Domingo 33º B (cf. Dgo. 1º de Adviento C)
(Dn 12, 1-3; Hb 10, 11-14.18; Mc 13, 24-32).
Queridos
hermanos:
Este penúltimo domingo, ante el final
del año litúrgico y de la contemplación de Cristo Rey, alfa y omega de la
historia, la liturgia dirige una mirada a la próxima venida del Señor, como
juez, a quien hay que rendir cuentas, y a la preparación cósmica del
acontecimiento decisivo para toda la creación.
Ante el nacimiento de cielos nuevos y
tierra nueva, la apariencia de este mundo terminará, se desvanecerán las
seguridades mundanas, y la angustia se apoderará de los que se apoyan en él. “Si solamente para esta vida tenemos puesta
nuestra esperanza en Cristo, ¡somos los hombres más dignos de compasión!”
(1Co 15, 19). En cambio, la esperanza de los creyentes se fortalecerá y se
acrecentará su gozo ante la cercanía del cumplimiento de la promesa. ¡Viene el
Señor!
El plan de Dios llegará a su fin y
aparecerá un pueblo santificado que tomará posesión del Reino de Dios. La
purificación final será angustiosa pero cargada de esperanza, como los dolores
del alumbramiento. Que se alegren los oprimidos por la injusticia, los
atribulados por el dolor y todos los que aman al Señor, porque vendrá para
hacer justicia y los llevará con él para siempre y ya no habrá más luto, ni
llanto, ni dolor, y se colmarán las ansias de su corazón.
Sabemos que hay distintas venidas del
Señor, y todas tienen su preparación y su anuncio con señales, pero lo
importante es que: ¡Viene el Señor! Para el discernimiento de las señales precursoras
se necesita la vigilancia del amor, que se abre a la misión del testimonio de
la misericordia y alcanza la salvación. El fuego del Espíritu, en efecto,
impulsa a los fieles, que no permanecen inactivos aguardando la venida del
Señor, sino en su seguimiento, que se caracteriza en ellos por el testimonio de
Jesús, (Ap 12, 17) enseñando a todos la luz de la justicia, que los hará
brillar como astros por toda la eternidad (Dn 12, 3).
Cada generación está llamada a enfrentar
este acontecimiento en la medida que le corresponde; “pero cuando El Hijo del hombre venga ¿encontrará la fe sobre la
tierra? Velad y orad para que no caigáis en tentación.

- Tareas:
[a] Resume en dos oraciones el texto sobre la próxima venida del Señor.
[b] Prosigue el texto sobre la próxima venida del Señor a partir de su última oración.

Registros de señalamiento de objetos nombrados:
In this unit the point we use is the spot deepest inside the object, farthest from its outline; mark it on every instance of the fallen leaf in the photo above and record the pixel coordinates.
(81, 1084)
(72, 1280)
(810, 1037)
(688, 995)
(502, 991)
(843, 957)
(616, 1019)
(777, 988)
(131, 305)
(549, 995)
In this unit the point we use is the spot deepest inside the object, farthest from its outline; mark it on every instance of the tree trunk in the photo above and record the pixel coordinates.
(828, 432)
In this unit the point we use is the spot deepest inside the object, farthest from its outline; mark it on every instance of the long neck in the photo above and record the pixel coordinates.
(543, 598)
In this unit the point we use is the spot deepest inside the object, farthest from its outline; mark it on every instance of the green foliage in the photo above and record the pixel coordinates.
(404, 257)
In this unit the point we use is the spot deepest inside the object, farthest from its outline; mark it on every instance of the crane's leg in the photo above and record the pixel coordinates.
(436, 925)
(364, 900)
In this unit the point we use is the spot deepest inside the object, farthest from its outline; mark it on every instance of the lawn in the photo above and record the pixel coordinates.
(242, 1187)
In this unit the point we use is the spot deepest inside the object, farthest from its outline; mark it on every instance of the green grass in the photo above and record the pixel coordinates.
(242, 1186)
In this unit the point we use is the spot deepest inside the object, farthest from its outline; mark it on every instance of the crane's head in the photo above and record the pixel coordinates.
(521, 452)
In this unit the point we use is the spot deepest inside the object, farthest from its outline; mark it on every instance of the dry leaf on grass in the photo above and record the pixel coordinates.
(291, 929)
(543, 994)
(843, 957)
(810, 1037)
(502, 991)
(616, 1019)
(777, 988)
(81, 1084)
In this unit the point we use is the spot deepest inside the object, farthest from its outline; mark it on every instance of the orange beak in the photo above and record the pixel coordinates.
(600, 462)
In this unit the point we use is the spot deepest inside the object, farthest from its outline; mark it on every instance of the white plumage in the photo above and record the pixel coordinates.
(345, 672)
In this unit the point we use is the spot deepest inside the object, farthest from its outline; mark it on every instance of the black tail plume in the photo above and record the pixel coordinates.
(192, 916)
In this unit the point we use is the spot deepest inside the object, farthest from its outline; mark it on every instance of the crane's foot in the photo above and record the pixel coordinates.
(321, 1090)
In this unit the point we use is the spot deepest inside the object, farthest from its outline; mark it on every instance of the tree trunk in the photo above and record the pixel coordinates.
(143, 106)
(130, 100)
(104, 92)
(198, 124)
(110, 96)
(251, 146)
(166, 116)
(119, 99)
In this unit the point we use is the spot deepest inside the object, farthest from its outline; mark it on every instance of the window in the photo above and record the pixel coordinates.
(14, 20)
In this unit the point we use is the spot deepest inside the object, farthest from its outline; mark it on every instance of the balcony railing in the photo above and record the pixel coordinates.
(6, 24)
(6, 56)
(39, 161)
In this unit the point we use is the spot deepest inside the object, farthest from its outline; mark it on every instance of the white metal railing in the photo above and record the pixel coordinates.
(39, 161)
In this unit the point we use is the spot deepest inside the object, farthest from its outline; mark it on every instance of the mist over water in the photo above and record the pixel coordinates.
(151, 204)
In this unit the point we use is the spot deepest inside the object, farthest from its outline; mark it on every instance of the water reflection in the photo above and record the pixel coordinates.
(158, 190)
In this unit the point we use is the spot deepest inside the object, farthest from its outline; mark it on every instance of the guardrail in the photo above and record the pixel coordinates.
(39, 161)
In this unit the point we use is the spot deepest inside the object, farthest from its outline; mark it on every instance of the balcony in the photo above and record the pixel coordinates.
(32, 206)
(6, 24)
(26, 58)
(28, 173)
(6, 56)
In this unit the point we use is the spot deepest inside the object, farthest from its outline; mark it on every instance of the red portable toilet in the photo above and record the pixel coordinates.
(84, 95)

- Respuestas por tarea:
[a] En el penúltimo domingo del año litúrgico, la liturgia dirige la mirada a la próxima venida del Señor como juez, ante la cual terminará la apariencia de este mundo y la angustia se apoderará de los que se apoyan en él, mientras que la esperanza y el gozo de los creyentes crecerán. Para discernir las señales precursoras se necesita la vigilancia del amor, y los fieles, impulsados por el fuego del Espíritu, no permanecen inactivos, sino que siguen al Señor dando testimonio de Jesús.

[b]
Cristo se entregó para vencer al
diablo, que será sometido definitivamente en su advenimiento, “cuando todos sus enemigos sean puestos bajo
sus pies”, como dice la Carta a los Hebreos; entonces “sus elegidos”, los justos, serán reunidos junto a él para siempre.
Es cierto que Cristo vino a llamar a los pecadores (cf. Mt 9, 13), porque sólo
los justos serán “elegidos” como dice san Pablo: “Muchos son los llamados y pocos los elegidos”. “¡No os engañéis! Ni
impuros, ni idólatras, ni adúlteros, ni afeminados, ni homosexuales, ni
ladrones, ni avaros, ni borrachos, ni ultrajadores, ni explotadores heredarán
el Reino de Dios. Y tales fuisteis algunos de vosotros. Pero habéis sido
lavados, habéis sido santificados, habéis sido justificados en el nombre del
Señor Jesucristo y en el Espíritu de nuestro Dios (1Co 6, 9-11); a los que
llamó, a ésos también los justificó; a los que justificó, a ésos también los
glorificó” (Rm 8, 30).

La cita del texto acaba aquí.